● **Exercise directions**:
However many lines the data holds, transcribe them all exactly.
== Segment start ==
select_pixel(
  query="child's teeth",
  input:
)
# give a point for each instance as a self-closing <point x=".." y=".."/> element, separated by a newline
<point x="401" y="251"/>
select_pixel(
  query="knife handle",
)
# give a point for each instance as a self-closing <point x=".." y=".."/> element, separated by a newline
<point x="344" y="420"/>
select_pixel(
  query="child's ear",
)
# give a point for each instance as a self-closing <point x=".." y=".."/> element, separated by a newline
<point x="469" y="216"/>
== Segment end ==
● **Answer to this problem**:
select_pixel(
  query="child's teeth",
  input:
)
# give a point for each instance as a self-closing <point x=".." y=".."/> element, separated by a newline
<point x="401" y="251"/>
select_pixel(
  query="knife handle",
)
# give a point for each instance as a self-closing <point x=".." y=".."/> element, separated by a newline
<point x="344" y="420"/>
select_pixel(
  query="child's ear",
)
# give a point for each instance as a self-closing <point x=".." y=".."/> element, separated by a newline
<point x="469" y="216"/>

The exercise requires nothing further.